### What you need to do
The answer should be the exact lines from the line containing "For the white car" through the last line of the material below, with no pictures.

### Source material
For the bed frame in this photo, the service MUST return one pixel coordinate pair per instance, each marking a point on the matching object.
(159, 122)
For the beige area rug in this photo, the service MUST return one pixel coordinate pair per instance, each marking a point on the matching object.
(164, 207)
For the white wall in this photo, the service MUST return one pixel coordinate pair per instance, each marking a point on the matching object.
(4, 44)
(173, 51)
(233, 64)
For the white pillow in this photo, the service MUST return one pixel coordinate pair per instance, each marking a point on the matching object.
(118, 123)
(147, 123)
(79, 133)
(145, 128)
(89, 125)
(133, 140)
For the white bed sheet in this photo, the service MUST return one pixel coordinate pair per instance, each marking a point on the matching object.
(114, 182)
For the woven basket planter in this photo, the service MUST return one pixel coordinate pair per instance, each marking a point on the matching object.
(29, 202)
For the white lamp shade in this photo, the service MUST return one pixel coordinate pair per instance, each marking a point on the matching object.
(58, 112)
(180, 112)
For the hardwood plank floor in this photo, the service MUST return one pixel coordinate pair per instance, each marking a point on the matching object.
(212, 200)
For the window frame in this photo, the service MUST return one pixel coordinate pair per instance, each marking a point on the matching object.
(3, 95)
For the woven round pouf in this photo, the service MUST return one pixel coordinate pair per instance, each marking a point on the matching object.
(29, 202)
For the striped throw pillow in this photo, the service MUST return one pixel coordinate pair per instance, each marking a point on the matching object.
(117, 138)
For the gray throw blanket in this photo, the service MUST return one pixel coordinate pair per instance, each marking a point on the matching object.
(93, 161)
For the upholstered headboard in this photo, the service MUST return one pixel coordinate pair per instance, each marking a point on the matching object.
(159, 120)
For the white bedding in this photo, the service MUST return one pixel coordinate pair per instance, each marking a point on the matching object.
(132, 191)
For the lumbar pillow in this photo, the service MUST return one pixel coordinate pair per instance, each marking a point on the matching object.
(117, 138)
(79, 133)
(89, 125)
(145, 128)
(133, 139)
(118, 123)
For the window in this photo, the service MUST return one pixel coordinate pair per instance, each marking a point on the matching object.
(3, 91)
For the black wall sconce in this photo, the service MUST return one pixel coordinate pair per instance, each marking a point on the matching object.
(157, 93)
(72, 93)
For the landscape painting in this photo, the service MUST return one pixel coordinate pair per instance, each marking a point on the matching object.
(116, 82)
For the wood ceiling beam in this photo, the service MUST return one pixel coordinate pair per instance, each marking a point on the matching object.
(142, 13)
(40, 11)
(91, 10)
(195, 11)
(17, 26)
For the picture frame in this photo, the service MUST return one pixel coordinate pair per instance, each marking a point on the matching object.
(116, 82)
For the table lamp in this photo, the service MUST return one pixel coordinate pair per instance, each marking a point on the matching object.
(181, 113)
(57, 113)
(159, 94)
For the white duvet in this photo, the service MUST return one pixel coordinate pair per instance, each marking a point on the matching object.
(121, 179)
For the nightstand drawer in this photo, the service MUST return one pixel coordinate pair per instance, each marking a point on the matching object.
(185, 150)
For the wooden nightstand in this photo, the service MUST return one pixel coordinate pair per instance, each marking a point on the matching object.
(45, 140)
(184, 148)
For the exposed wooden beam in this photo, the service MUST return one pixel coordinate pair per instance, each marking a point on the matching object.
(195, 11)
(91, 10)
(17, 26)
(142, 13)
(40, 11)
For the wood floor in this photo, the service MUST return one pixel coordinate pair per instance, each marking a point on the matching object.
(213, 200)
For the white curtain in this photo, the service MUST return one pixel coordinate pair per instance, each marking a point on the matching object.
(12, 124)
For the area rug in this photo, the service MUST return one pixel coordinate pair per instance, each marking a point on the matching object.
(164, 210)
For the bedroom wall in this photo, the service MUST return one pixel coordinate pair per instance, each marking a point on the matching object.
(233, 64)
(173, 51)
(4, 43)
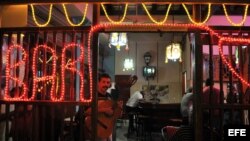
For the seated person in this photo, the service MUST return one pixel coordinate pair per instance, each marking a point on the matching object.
(187, 107)
(132, 106)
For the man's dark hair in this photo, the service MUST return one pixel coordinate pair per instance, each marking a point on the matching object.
(103, 75)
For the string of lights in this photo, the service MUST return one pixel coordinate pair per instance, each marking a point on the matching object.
(67, 15)
(146, 10)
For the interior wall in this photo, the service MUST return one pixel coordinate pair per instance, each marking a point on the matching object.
(167, 74)
(14, 16)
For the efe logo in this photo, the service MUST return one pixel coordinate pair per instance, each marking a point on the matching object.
(236, 132)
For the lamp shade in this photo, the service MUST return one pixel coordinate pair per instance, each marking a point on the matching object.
(173, 52)
(118, 40)
(128, 64)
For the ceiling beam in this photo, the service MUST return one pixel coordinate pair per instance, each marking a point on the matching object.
(12, 2)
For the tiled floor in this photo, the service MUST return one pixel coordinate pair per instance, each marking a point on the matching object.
(122, 129)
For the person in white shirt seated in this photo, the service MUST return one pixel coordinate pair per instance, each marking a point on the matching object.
(132, 107)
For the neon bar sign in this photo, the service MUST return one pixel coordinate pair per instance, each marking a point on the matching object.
(71, 66)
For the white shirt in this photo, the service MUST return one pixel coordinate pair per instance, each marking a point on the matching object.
(134, 99)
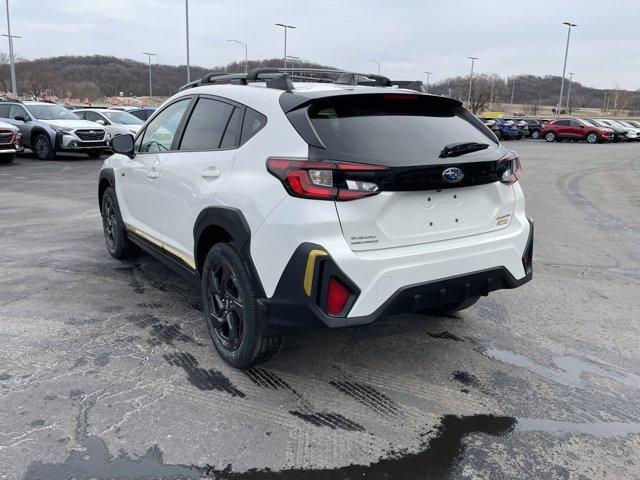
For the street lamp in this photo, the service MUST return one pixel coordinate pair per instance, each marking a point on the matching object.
(473, 59)
(428, 76)
(285, 27)
(564, 68)
(186, 16)
(14, 88)
(149, 55)
(246, 59)
(513, 91)
(571, 74)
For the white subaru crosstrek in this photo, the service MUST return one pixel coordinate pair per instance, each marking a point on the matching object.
(317, 204)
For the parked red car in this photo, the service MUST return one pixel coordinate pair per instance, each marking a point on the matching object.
(575, 129)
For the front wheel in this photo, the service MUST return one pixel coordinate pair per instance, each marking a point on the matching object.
(7, 157)
(42, 148)
(94, 153)
(232, 312)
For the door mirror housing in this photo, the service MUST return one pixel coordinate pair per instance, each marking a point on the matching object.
(123, 144)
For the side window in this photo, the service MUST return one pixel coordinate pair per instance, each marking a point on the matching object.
(17, 111)
(253, 123)
(232, 134)
(159, 134)
(207, 125)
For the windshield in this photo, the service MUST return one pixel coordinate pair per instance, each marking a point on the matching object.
(51, 112)
(400, 130)
(122, 118)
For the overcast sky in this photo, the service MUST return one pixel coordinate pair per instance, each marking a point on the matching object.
(407, 37)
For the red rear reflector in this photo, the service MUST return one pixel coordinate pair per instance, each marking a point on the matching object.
(337, 296)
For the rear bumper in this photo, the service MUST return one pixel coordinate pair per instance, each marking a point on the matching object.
(292, 306)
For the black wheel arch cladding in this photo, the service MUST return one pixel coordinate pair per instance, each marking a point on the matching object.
(232, 221)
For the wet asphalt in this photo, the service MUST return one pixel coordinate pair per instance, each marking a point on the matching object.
(107, 371)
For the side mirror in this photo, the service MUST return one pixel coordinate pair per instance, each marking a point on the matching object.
(123, 144)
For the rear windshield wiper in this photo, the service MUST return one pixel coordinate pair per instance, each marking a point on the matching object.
(457, 149)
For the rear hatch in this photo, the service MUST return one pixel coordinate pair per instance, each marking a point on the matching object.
(423, 198)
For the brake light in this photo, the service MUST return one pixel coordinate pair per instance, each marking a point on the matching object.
(325, 180)
(337, 296)
(512, 168)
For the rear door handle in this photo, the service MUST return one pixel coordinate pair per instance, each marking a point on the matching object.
(210, 172)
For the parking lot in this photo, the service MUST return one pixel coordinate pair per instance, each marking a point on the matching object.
(107, 370)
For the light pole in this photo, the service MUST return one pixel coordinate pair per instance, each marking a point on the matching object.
(428, 76)
(149, 55)
(615, 98)
(186, 16)
(473, 60)
(285, 27)
(513, 91)
(564, 68)
(246, 58)
(377, 63)
(571, 74)
(14, 88)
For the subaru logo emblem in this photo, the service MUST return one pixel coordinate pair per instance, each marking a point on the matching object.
(452, 175)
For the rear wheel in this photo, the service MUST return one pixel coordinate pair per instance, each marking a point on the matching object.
(42, 148)
(451, 307)
(592, 138)
(232, 312)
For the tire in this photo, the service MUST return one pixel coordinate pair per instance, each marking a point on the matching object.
(451, 307)
(95, 153)
(115, 235)
(7, 157)
(42, 148)
(591, 137)
(232, 311)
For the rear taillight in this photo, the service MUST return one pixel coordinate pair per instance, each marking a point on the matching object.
(511, 168)
(325, 180)
(337, 296)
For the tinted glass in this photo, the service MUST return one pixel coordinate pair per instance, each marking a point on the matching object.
(253, 123)
(231, 135)
(391, 129)
(159, 134)
(206, 125)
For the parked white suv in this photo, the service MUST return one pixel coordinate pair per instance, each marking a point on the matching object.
(317, 204)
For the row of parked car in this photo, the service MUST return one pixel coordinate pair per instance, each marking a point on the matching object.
(47, 128)
(592, 130)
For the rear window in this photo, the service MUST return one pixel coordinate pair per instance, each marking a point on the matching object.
(391, 129)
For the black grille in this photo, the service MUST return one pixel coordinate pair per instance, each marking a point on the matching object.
(90, 135)
(6, 137)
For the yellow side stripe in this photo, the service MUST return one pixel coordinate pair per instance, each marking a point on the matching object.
(185, 258)
(308, 273)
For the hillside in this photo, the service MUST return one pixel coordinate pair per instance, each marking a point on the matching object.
(99, 76)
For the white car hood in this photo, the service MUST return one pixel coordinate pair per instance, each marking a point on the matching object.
(84, 124)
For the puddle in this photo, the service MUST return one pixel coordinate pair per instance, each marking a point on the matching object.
(567, 371)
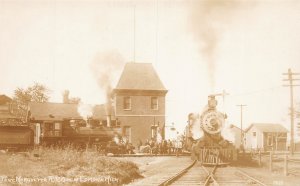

### Expected answer
For the white car hood in this photo, the service MUST return one pixel coordinate pair per instance, each marking a point on the matching object.
(84, 124)
For the puddle in this photo, the service MUST return one pixel coordinate pair per instance, each marking a point on the matching object.
(567, 371)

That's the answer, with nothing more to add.